**** Given entries ****

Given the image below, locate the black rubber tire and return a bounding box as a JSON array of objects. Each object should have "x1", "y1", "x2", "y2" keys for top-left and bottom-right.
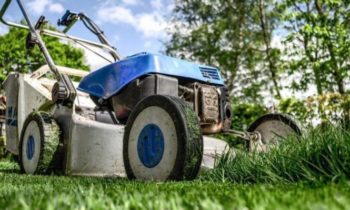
[
  {"x1": 123, "y1": 95, "x2": 203, "y2": 180},
  {"x1": 246, "y1": 113, "x2": 302, "y2": 150},
  {"x1": 18, "y1": 112, "x2": 63, "y2": 174}
]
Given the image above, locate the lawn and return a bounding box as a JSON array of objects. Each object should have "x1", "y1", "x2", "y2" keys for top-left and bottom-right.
[{"x1": 0, "y1": 125, "x2": 350, "y2": 209}]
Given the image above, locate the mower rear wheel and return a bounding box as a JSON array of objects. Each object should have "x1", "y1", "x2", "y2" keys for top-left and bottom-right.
[
  {"x1": 247, "y1": 113, "x2": 301, "y2": 152},
  {"x1": 123, "y1": 95, "x2": 203, "y2": 181},
  {"x1": 19, "y1": 113, "x2": 62, "y2": 174}
]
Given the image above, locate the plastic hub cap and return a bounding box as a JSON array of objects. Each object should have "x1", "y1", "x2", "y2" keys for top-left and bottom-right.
[
  {"x1": 26, "y1": 136, "x2": 35, "y2": 160},
  {"x1": 137, "y1": 124, "x2": 164, "y2": 168}
]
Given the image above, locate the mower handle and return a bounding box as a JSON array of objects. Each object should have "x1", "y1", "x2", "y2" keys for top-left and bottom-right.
[{"x1": 0, "y1": 0, "x2": 121, "y2": 61}]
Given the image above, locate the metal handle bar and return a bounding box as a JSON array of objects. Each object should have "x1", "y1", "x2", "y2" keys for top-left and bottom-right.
[{"x1": 0, "y1": 0, "x2": 121, "y2": 60}]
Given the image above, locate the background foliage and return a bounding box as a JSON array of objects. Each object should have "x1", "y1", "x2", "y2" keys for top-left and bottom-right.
[
  {"x1": 0, "y1": 25, "x2": 89, "y2": 82},
  {"x1": 166, "y1": 0, "x2": 350, "y2": 128}
]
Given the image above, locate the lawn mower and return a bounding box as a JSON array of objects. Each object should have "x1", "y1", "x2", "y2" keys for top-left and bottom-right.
[{"x1": 0, "y1": 0, "x2": 300, "y2": 181}]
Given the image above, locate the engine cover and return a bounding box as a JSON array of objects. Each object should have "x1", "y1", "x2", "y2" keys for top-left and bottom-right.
[{"x1": 199, "y1": 86, "x2": 220, "y2": 124}]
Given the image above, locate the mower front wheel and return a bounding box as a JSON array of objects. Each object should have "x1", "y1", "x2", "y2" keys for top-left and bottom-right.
[
  {"x1": 123, "y1": 95, "x2": 203, "y2": 181},
  {"x1": 19, "y1": 113, "x2": 62, "y2": 174}
]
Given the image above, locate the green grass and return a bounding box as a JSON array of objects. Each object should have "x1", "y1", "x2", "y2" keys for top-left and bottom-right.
[
  {"x1": 204, "y1": 127, "x2": 350, "y2": 183},
  {"x1": 0, "y1": 125, "x2": 350, "y2": 209}
]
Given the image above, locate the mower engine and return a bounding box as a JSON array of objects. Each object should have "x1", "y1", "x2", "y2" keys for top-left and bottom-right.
[{"x1": 112, "y1": 74, "x2": 231, "y2": 134}]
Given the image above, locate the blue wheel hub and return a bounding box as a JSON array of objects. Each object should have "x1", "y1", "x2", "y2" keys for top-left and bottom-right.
[
  {"x1": 26, "y1": 136, "x2": 35, "y2": 160},
  {"x1": 137, "y1": 124, "x2": 164, "y2": 168}
]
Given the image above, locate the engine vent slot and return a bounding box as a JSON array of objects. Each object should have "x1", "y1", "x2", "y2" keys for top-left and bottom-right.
[{"x1": 200, "y1": 67, "x2": 220, "y2": 80}]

****

◆ Directive
Please show each line of the records above that contains the word "rear", matching its case exactly.

◆ The response
Given the image above, locate the mower rear wheel and return a bounding box as a JSON array of objects. Each object should have "x1", "y1", "x2", "y2" keys for top-left and bottom-right.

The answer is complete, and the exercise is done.